_Dataset content:_
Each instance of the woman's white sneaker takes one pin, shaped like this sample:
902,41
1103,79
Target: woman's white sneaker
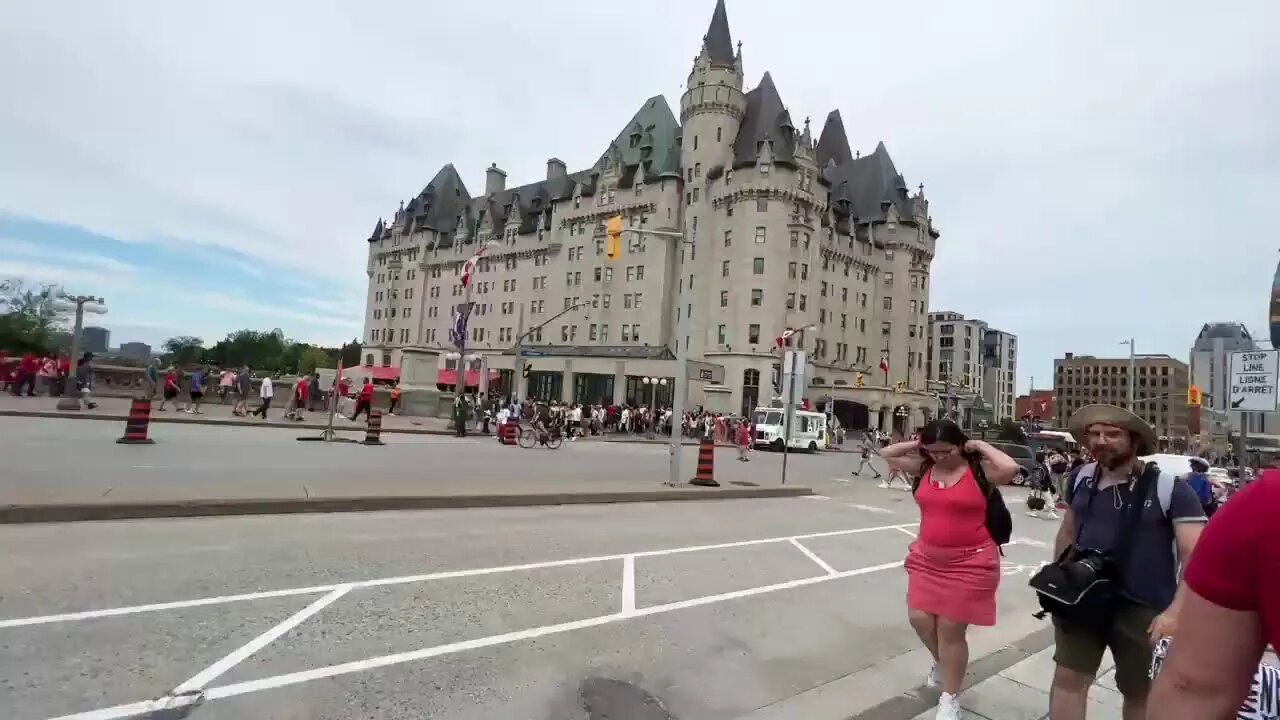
949,707
931,680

_What the exercise asks:_ Reproduce the listing above exactly, excluding all pictures.

_Written reply:_
Each instance of the woman's white sneaker takes one pin, shaped like this sample:
902,41
1103,79
Target: woman's white sneaker
949,707
931,680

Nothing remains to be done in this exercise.